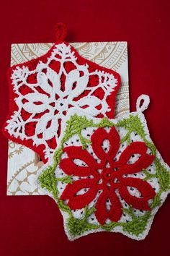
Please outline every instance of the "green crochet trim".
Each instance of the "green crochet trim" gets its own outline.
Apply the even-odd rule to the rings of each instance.
[[[109,224],[94,225],[88,222],[88,218],[95,211],[94,208],[90,209],[86,206],[84,208],[84,216],[82,219],[75,218],[72,214],[70,208],[64,204],[58,197],[58,192],[57,189],[56,183],[58,182],[62,182],[64,183],[71,183],[72,176],[67,176],[62,178],[56,178],[55,176],[55,170],[56,166],[60,163],[61,156],[63,153],[63,148],[64,143],[71,137],[75,135],[79,136],[83,148],[86,148],[87,144],[91,142],[86,138],[84,137],[81,135],[81,131],[87,127],[124,127],[128,130],[126,135],[122,139],[122,142],[127,142],[130,143],[130,134],[134,132],[146,143],[148,148],[153,155],[156,155],[156,148],[155,145],[146,140],[146,132],[144,131],[144,126],[141,123],[140,119],[138,115],[130,115],[130,117],[117,123],[114,123],[107,118],[104,118],[99,124],[95,124],[93,120],[88,120],[86,117],[79,116],[76,114],[72,116],[67,121],[66,129],[64,133],[64,136],[61,142],[61,147],[58,149],[54,155],[54,163],[53,166],[49,166],[45,171],[42,173],[39,178],[39,182],[42,188],[45,188],[50,193],[51,193],[55,200],[59,208],[68,213],[68,218],[67,219],[67,227],[69,230],[69,233],[73,236],[79,236],[85,231],[90,230],[95,230],[102,229],[103,230],[111,231],[113,229],[117,226],[122,226],[124,231],[130,234],[134,234],[138,236],[142,234],[146,227],[148,221],[151,218],[151,213],[148,211],[145,215],[136,217],[134,214],[133,210],[131,207],[129,208],[122,209],[125,214],[128,214],[131,217],[131,221],[128,223],[117,223],[112,222]],[[153,199],[151,208],[153,209],[157,206],[160,206],[161,204],[161,195],[163,192],[166,192],[170,188],[170,174],[164,166],[163,166],[158,158],[155,161],[156,173],[154,174],[150,174],[147,170],[143,170],[143,173],[146,175],[146,180],[156,177],[160,182],[160,190],[157,193],[156,196]]]

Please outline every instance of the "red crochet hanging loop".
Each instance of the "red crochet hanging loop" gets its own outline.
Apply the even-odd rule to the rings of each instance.
[[[63,41],[67,35],[67,27],[63,22],[57,23],[55,26],[55,37],[57,41]]]

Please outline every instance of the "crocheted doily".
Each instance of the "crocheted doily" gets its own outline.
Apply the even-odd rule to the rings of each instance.
[[[12,67],[9,77],[11,106],[4,134],[44,162],[53,155],[68,115],[114,117],[120,75],[80,56],[66,42]]]
[[[170,186],[142,113],[148,103],[141,95],[136,112],[115,120],[75,114],[68,121],[38,184],[57,202],[70,240],[102,231],[137,240],[148,234]]]

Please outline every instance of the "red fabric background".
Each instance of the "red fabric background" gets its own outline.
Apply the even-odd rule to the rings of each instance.
[[[151,96],[146,116],[151,137],[170,164],[169,8],[169,0],[1,1],[1,125],[8,108],[11,43],[54,41],[55,24],[62,21],[69,41],[128,41],[131,110],[141,93]],[[1,256],[169,255],[170,197],[144,241],[103,232],[70,242],[52,199],[6,195],[7,140],[2,137],[0,158]]]

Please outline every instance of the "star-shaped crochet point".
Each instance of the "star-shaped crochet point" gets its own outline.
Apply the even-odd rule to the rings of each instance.
[[[142,114],[112,121],[72,116],[54,155],[38,180],[70,240],[102,231],[146,237],[169,192],[170,170]]]
[[[73,113],[113,118],[120,75],[80,56],[68,43],[9,71],[11,110],[5,135],[46,162]]]

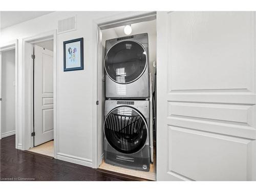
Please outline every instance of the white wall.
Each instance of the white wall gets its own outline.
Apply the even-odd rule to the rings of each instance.
[[[2,54],[2,137],[15,134],[15,50]]]
[[[35,44],[39,47],[42,47],[48,50],[53,51],[53,40],[47,40],[46,41],[39,42]]]
[[[19,66],[22,62],[22,38],[57,29],[58,20],[69,16],[77,15],[77,30],[58,34],[57,36],[57,138],[58,158],[88,166],[93,160],[93,68],[97,57],[96,19],[109,17],[116,19],[142,12],[55,12],[2,30],[0,44],[14,39],[18,40]],[[63,71],[63,41],[84,38],[84,70]],[[94,48],[94,49],[93,48]],[[19,78],[21,73],[19,70]],[[20,88],[20,85],[18,85]],[[19,89],[18,97],[21,96]],[[94,101],[95,100],[95,101]],[[18,101],[20,102],[19,99]],[[20,103],[18,104],[19,106]],[[18,142],[20,144],[21,125],[19,115]]]

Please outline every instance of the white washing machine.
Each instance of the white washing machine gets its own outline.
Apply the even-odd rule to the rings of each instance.
[[[148,100],[105,101],[105,162],[149,171],[149,104]]]
[[[147,33],[106,40],[106,98],[148,98]]]

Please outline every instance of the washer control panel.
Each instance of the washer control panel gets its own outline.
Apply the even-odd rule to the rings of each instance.
[[[127,104],[134,104],[134,101],[117,101],[117,104],[123,104],[123,105],[127,105]]]

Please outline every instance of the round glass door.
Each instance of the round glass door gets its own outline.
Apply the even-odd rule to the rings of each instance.
[[[143,74],[146,59],[146,51],[140,44],[124,40],[115,44],[109,50],[105,58],[105,69],[113,81],[129,83]]]
[[[119,152],[132,154],[145,145],[147,127],[139,112],[127,106],[110,112],[104,123],[104,133],[110,145]]]

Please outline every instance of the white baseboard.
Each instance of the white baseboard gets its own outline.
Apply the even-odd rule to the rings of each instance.
[[[3,133],[2,134],[2,138],[3,138],[4,137],[10,136],[11,135],[15,135],[15,130],[11,131],[9,132],[6,132],[6,133]]]
[[[68,161],[73,163],[78,164],[79,165],[87,166],[92,167],[93,166],[93,161],[90,159],[82,158],[80,157],[73,156],[72,155],[65,154],[61,153],[57,153],[57,159]]]
[[[22,145],[21,144],[18,143],[18,148],[17,150],[22,150]]]

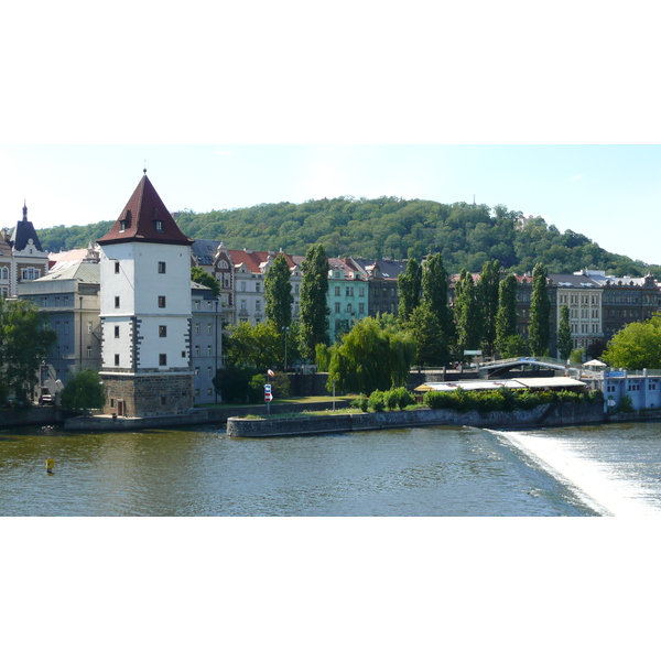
----
GOAL OF THE EXERCISE: Reproduce the stretch of data from the line "Please outline every instance of the white baseboard." through the end of the data, substituting "white skirting board" for "white baseboard" and changing nothing else. Omit the pictures from your answer.

ANSWER TO THIS PROBLEM:
Please outline every instance of the white skirting board.
Each instance of the white skirting board gets its own outline.
Apply the even-odd rule to the rings of each instance.
[[[3,133],[2,134],[2,138],[3,138],[4,137],[10,136],[11,135],[15,135],[15,130],[11,131],[9,132],[6,132],[6,133]]]
[[[68,161],[73,163],[78,164],[79,165],[87,166],[92,167],[93,166],[93,161],[90,159],[82,158],[80,157],[73,156],[72,155],[65,154],[61,153],[57,153],[57,159]]]
[[[22,145],[21,144],[18,143],[18,148],[17,150],[22,150]]]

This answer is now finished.